Written instruction: Provide an exact transcription of all the records.

***** Given records

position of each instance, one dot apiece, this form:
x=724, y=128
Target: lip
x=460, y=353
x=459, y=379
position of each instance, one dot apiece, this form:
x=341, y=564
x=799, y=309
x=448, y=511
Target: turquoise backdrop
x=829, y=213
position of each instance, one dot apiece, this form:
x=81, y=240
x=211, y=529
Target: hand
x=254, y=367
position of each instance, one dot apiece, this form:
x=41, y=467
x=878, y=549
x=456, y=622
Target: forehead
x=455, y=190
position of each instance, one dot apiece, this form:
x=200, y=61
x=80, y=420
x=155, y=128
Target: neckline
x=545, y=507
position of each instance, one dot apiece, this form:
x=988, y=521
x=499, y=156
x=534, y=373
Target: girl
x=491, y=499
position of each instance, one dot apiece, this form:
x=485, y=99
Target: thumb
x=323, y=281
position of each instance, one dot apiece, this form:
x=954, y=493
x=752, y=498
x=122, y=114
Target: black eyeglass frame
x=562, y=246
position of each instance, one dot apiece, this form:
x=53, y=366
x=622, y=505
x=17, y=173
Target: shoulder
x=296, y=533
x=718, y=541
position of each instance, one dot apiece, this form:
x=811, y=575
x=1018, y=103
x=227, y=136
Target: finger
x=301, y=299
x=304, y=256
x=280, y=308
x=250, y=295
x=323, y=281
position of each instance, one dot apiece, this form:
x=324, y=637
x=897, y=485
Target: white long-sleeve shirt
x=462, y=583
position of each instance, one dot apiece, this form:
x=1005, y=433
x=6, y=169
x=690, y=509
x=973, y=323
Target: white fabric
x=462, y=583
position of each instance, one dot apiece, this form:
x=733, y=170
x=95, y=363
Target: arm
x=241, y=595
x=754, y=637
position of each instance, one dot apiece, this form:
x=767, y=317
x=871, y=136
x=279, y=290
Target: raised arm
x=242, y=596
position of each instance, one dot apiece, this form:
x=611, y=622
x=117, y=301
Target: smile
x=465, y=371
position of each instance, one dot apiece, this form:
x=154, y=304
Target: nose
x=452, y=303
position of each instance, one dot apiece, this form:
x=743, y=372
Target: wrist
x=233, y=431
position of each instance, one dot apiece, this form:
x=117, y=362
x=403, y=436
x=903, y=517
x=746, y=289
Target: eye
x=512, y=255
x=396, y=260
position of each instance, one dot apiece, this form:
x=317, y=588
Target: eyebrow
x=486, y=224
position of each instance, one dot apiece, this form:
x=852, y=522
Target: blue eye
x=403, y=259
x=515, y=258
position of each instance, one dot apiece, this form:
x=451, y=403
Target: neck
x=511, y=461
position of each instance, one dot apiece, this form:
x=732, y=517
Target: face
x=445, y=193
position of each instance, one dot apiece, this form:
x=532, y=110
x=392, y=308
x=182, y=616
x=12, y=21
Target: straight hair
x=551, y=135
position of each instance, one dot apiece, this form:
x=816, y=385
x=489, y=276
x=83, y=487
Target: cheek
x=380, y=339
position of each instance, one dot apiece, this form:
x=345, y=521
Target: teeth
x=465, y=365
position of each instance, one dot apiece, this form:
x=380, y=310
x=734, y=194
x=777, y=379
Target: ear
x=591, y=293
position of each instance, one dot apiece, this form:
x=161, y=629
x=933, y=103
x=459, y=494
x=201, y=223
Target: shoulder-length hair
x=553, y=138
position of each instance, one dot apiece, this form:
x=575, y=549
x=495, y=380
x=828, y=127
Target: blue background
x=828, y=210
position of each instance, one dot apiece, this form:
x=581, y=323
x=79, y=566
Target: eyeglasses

**********

The reply:
position of each instance, one dot apiece, this form:
x=724, y=128
Target: lip
x=460, y=353
x=459, y=379
position of each instance, one dot apiece, this form:
x=341, y=564
x=799, y=309
x=448, y=511
Target: turquoise backdrop
x=829, y=213
position of each instance, one dot apiece, this form:
x=81, y=240
x=211, y=529
Target: hand
x=254, y=367
position of each instance, one dot apiece, this form:
x=41, y=467
x=878, y=549
x=456, y=622
Target: forehead
x=455, y=190
position of each instance, one dot apiece, this form:
x=200, y=61
x=80, y=420
x=155, y=128
Target: neckline
x=545, y=507
position of each instance, one dot apiece, this form:
x=988, y=521
x=499, y=156
x=534, y=373
Target: girl
x=491, y=499
position of each instance, one dot apiece, this form:
x=485, y=99
Target: thumb
x=323, y=281
position of each instance, one dot apiece, this form:
x=954, y=493
x=752, y=498
x=122, y=114
Target: black eyeglass frame
x=562, y=246
position of each instance, one dot apiece, this form:
x=53, y=366
x=622, y=505
x=17, y=173
Target: shoulder
x=296, y=533
x=718, y=541
position of each instance, one dot apiece, this form:
x=811, y=575
x=1018, y=103
x=227, y=136
Target: finger
x=301, y=299
x=304, y=256
x=280, y=308
x=250, y=295
x=323, y=281
position of each instance, one dot apiece, this form:
x=324, y=637
x=897, y=485
Target: white long-sleeve shirt
x=462, y=583
position of each instance, one dot apiece, this form:
x=1005, y=433
x=6, y=169
x=690, y=509
x=973, y=323
Target: white fabric
x=462, y=583
position of each instance, one dot apiece, this form:
x=733, y=170
x=95, y=363
Target: arm
x=241, y=595
x=754, y=637
position of each instance, one dot apiece, this form:
x=767, y=317
x=871, y=136
x=279, y=290
Target: raised arm
x=242, y=596
position of each instance, one dot apiece, this form:
x=611, y=622
x=117, y=301
Target: smile
x=465, y=371
position of each instance, one dot apiece, this form:
x=154, y=304
Target: nose
x=452, y=303
position of each instance, one dot apiece, this form:
x=743, y=372
Target: wrist
x=233, y=431
position of each instance, one dot apiece, this form:
x=117, y=362
x=403, y=436
x=903, y=517
x=746, y=289
Target: eye
x=512, y=255
x=396, y=260
position of each instance, one dot apiece, this form:
x=317, y=588
Target: eyebrow
x=486, y=224
position of each instance, one dot apiece, this form:
x=852, y=522
Target: blue eye
x=403, y=259
x=515, y=258
position of each instance, one dot apiece, this form:
x=451, y=403
Target: neck
x=511, y=461
position of each instance, one dot apiece, this form:
x=732, y=517
Target: face
x=445, y=193
position of each instance, one dot apiece, this form:
x=532, y=110
x=392, y=308
x=182, y=616
x=12, y=21
Target: straight hair
x=551, y=135
position of each instance, one dot apiece, this form:
x=816, y=385
x=489, y=276
x=83, y=487
Target: cheek
x=380, y=339
position of each instance, one dot apiece, this form:
x=345, y=521
Target: teeth
x=465, y=365
position of each instance, one dot apiece, this form:
x=380, y=310
x=734, y=194
x=777, y=379
Target: ear
x=591, y=293
position of each instance, one dot apiece, this form:
x=161, y=629
x=933, y=103
x=459, y=494
x=201, y=223
Target: shoulder-length hair
x=553, y=138
position of each instance, one dot apiece, this form:
x=575, y=549
x=495, y=380
x=828, y=127
Target: blue background
x=828, y=210
position of each instance, one dot apiece, this form:
x=581, y=323
x=79, y=566
Target: eyeglasses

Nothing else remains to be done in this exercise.